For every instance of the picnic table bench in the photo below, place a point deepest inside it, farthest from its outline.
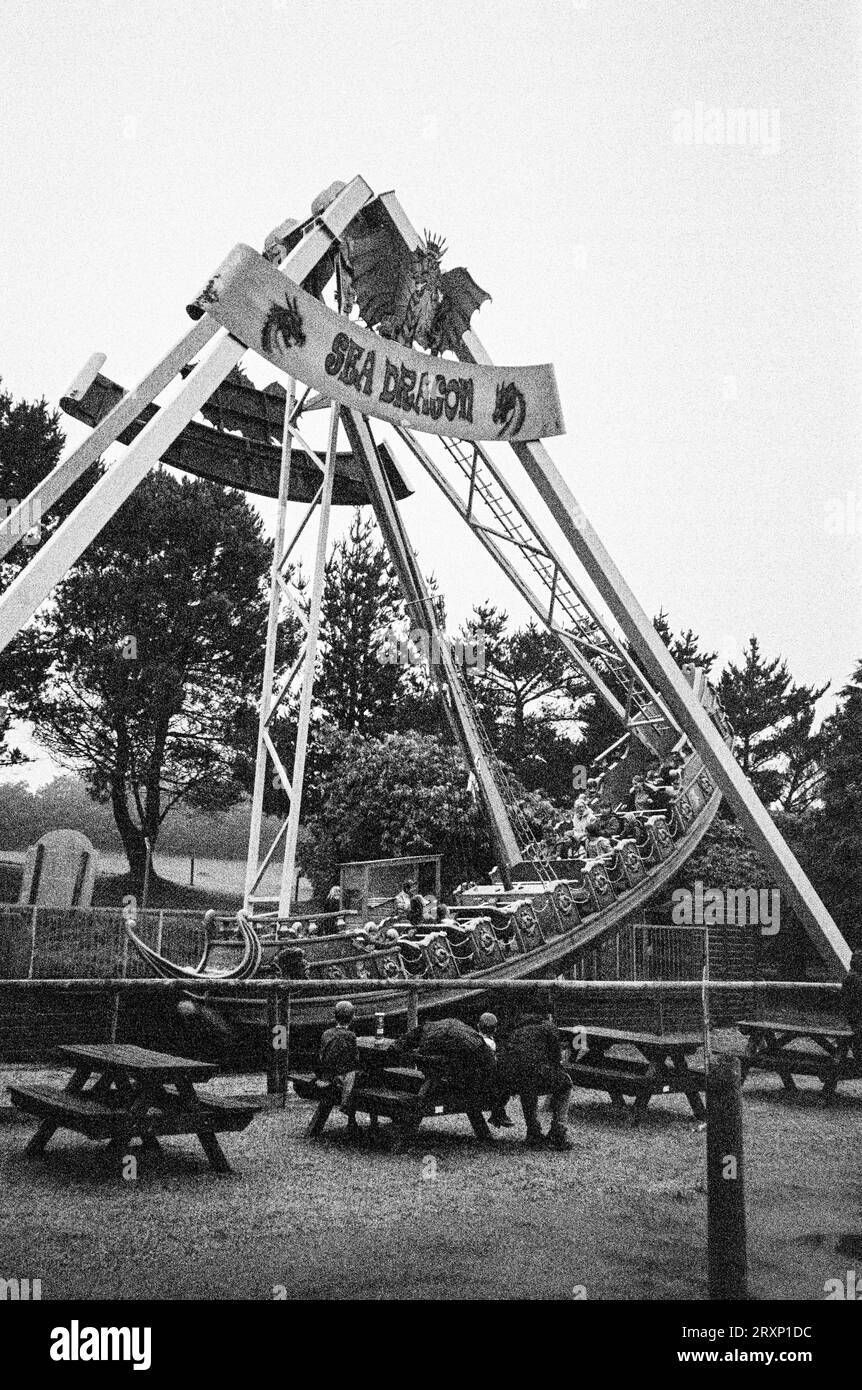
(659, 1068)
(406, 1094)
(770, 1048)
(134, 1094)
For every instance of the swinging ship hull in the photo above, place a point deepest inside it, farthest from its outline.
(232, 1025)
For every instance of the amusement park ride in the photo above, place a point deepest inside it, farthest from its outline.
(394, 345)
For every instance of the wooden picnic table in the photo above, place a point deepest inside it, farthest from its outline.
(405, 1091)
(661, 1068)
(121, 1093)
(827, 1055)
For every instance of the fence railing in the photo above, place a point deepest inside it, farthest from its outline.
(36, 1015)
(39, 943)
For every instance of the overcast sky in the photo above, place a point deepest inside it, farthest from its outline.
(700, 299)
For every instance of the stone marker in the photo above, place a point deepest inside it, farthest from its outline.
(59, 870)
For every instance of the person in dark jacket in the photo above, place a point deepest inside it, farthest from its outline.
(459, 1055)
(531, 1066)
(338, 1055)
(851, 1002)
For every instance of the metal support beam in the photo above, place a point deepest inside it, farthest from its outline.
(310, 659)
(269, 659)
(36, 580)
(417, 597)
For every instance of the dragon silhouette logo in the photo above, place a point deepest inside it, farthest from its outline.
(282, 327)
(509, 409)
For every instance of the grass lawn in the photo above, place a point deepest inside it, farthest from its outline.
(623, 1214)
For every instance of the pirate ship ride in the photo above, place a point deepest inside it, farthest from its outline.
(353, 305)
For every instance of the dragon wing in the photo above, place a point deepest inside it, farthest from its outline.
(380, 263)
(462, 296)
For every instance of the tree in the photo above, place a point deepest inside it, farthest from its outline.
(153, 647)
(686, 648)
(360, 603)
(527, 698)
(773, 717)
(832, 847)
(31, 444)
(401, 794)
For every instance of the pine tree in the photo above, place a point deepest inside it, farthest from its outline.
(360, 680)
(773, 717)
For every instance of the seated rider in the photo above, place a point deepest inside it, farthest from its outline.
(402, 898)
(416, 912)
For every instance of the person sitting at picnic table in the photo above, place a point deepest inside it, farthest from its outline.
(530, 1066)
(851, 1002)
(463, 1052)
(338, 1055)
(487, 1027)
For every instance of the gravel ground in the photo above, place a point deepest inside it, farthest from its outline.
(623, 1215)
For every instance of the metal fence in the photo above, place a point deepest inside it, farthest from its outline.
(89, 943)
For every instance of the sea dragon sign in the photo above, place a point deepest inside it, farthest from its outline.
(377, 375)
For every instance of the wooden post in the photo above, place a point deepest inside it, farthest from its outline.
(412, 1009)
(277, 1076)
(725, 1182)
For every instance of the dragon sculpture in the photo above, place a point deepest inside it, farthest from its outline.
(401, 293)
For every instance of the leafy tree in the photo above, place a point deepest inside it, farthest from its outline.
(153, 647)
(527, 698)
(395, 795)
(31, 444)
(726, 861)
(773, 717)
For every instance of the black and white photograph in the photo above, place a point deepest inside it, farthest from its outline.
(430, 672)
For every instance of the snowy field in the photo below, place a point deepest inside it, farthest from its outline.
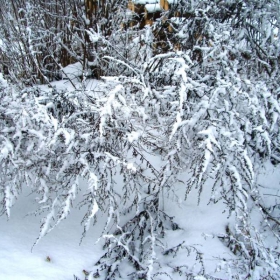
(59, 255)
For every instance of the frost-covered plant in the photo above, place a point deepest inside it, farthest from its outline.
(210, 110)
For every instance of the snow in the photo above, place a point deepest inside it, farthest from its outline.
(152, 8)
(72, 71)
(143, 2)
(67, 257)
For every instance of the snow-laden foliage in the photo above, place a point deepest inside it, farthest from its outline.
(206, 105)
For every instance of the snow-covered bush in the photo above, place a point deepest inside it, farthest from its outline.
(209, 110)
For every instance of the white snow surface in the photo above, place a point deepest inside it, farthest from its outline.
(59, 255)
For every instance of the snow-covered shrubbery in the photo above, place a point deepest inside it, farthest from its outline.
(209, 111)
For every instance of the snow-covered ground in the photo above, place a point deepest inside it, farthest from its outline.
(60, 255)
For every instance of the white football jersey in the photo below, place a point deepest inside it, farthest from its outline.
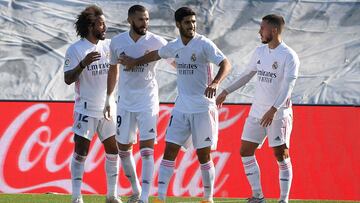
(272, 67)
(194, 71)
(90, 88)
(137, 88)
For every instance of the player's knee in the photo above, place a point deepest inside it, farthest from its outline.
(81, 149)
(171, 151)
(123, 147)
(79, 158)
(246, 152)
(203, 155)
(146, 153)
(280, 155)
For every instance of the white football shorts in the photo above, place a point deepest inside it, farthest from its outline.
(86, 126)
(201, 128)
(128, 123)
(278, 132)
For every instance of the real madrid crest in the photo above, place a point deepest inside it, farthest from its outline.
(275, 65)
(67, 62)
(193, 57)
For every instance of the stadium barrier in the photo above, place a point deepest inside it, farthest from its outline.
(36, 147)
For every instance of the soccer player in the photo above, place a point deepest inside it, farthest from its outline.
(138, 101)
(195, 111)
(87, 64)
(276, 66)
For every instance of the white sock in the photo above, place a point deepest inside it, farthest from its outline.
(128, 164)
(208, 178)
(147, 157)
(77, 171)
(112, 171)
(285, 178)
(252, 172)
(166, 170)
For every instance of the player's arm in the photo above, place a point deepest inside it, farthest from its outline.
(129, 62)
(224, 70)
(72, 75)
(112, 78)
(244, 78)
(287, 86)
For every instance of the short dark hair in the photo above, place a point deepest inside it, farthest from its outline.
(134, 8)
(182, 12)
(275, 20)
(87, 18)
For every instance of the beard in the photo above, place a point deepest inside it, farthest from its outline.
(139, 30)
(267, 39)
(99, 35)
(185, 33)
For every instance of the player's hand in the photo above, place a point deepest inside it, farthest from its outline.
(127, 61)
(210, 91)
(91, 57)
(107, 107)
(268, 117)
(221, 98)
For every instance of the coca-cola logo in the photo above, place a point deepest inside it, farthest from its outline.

| Stated goal |
Copy the whole listing above word for word but do not carry over the pictures.

| The result |
For every instance of the picnic table bench in the photo below, place a point deepest inside it, farthest from its outline.
(659, 1068)
(406, 1094)
(770, 1048)
(134, 1094)
For every instance of the swinging ship hull in the photo above, place a point deepest inside it, farthest from its outline.
(232, 1025)
For every instance of the amusement park ride in the photo above, place a point deepest inside it, farthest from its outline.
(394, 345)
For every instance of the wooden picnic table in the photo above, place a point deepest inside it, farthest from its outline.
(405, 1091)
(661, 1068)
(121, 1093)
(827, 1055)
For every instance of the fence railing in the photo above, place a point deepest inside it, farthest from its outline.
(36, 1015)
(39, 943)
For every instance of the overcast sky in the photo above, place a point deepest inside it, farthest from its outline.
(700, 299)
For every instance of the stone marker in the photo above, place a point deepest inside it, farthest from its outline.
(59, 870)
For every instance of the person in dark jacket in the photo above, place a point deepest inside it, farthest from its outline.
(459, 1055)
(531, 1066)
(338, 1055)
(851, 1002)
For every instance of the metal support beam in the photo above, place a point deepest inside it, farthest from its outline.
(310, 659)
(269, 659)
(36, 580)
(417, 597)
For every instance of the dragon silhouette logo in the photo above, place a point deepest inside it, farthest from its outline.
(282, 327)
(509, 409)
For every instance of the grass lawn in the photo above, place a point deepest inside it, farthest from its outline.
(623, 1214)
For every instance of the pirate ship ride in the photo above, place a point deepest inside it, farthest from its outline.
(353, 305)
For every instance of the dragon wing in the photo above, place a point deepest inside it, farthest from its outline.
(380, 263)
(462, 296)
For every instance of the tree in the photo above, place a point deepest inside it, farthest from its outline.
(153, 647)
(686, 648)
(360, 603)
(527, 698)
(773, 717)
(832, 847)
(31, 444)
(401, 794)
For every instance of the pine tree in the photo above, place a point deepest inside it, farthest from its outline.
(360, 680)
(773, 717)
For every instance of the seated rider in the photo above, place a point deepest inside it, farthest from its outline.
(402, 898)
(416, 912)
For every instance of the person sitting at picnic table in the photo above, place a point deepest inside it, farthest from its outline.
(530, 1066)
(851, 1002)
(463, 1052)
(338, 1055)
(487, 1027)
For every instance of the gravel ground in the photo above, place a point deepest inside it, farthest from its outline.
(623, 1215)
For every instance of the metal fence in the photo above, place a point deepest inside it, farthest from its outline.
(89, 943)
For every instance of the sea dragon sign in the photo above, place a point deepest inside it, farthest from its outline.
(377, 375)
For every instance of the wooden post in the photo above, place a point deepest inside it, farthest from its outline.
(412, 1009)
(277, 1076)
(725, 1182)
For every instance of the dragon sculpture in the photo above, place a point deepest inside it, farthest from its outline.
(401, 293)
For every instance of the leafy tree in the photo above, place a point deepest inside it, farthest from its outline.
(153, 647)
(527, 698)
(395, 795)
(31, 444)
(726, 861)
(773, 717)
For every instance of the black and white photograph in the photo above, place a point deepest inside it, farthest from its outline.
(430, 672)
For every instance of the snowy field in the photo below, place a point deepest inside it, farthest from its outline.
(59, 255)
For every instance of the frost-covered plant in the photo above, place a point deepest inside it, farthest from its outline.
(210, 110)
For every instance of the snow in the photo above, place a point deepest inside it, farthest from its outline.
(152, 8)
(72, 71)
(143, 2)
(67, 257)
For every instance of the snow-laden foliage in the photo above, place a point deepest inside it, farthest from its outline.
(206, 105)
For every instance of the snow-covered bush in the photo above, place a point deepest inside it, farthest from its outline.
(209, 110)
For every instance of the white snow surface in the photo above, place a point deepest inside it, farthest from its outline.
(59, 255)
For every instance of the snow-covered shrubbery in the photo above, place a point deepest inside it, farthest from its outline.
(209, 111)
For every instance of the snow-covered ground in the photo above, place a point deepest inside it, farthest from its outline.
(60, 255)
For every instance of the white football jersey in the photo below, place a point deepest inside it, farthest from its outline.
(272, 67)
(194, 71)
(90, 88)
(137, 88)
For every instance of the player's knee in the photo above, place a point deepest inside it, farthest from its outline.
(81, 149)
(171, 151)
(123, 147)
(79, 158)
(246, 152)
(203, 155)
(146, 153)
(280, 155)
For every instance of the white football shorts in the photo above, place a point deepest inside it, farthest from its outline.
(86, 126)
(201, 128)
(128, 123)
(278, 132)
For every instance of the real madrid crest in the photo above, place a point deepest inside it, farthest from its outline.
(275, 65)
(67, 62)
(193, 57)
For every instance of the stadium barrier in the photo above, place a point deepest inside it, farthest from its outline.
(36, 147)
For every instance of the soccer player in the photo above, place a point deepest inside it, farthest from its outline.
(138, 101)
(195, 111)
(87, 64)
(276, 66)
For every instance of the white sock in the photo above, place a point deepest inside it, farthest from its outline.
(128, 164)
(208, 178)
(147, 157)
(77, 171)
(112, 171)
(285, 178)
(252, 172)
(166, 170)
For every instance of the player's arm in the photo above, place a point deepest inside it, farthest from its outline.
(129, 62)
(224, 70)
(72, 75)
(112, 78)
(244, 78)
(287, 86)
For every instance of the short dark hair in the photo above, place a point deepest inside it, farthest from its outline.
(134, 8)
(182, 12)
(275, 20)
(87, 18)
For every instance of the beard in the photo above, place a point deepest inside it, farthest from its outline.
(139, 30)
(267, 39)
(99, 35)
(185, 33)
For every instance of the player's hand in the photo above, place a point deepest inside it, farthest from its outline.
(127, 61)
(210, 91)
(91, 57)
(107, 107)
(268, 117)
(221, 98)
For every instance of the coca-cola logo in the photo above, place a point deepest inside it, farthest from its outline.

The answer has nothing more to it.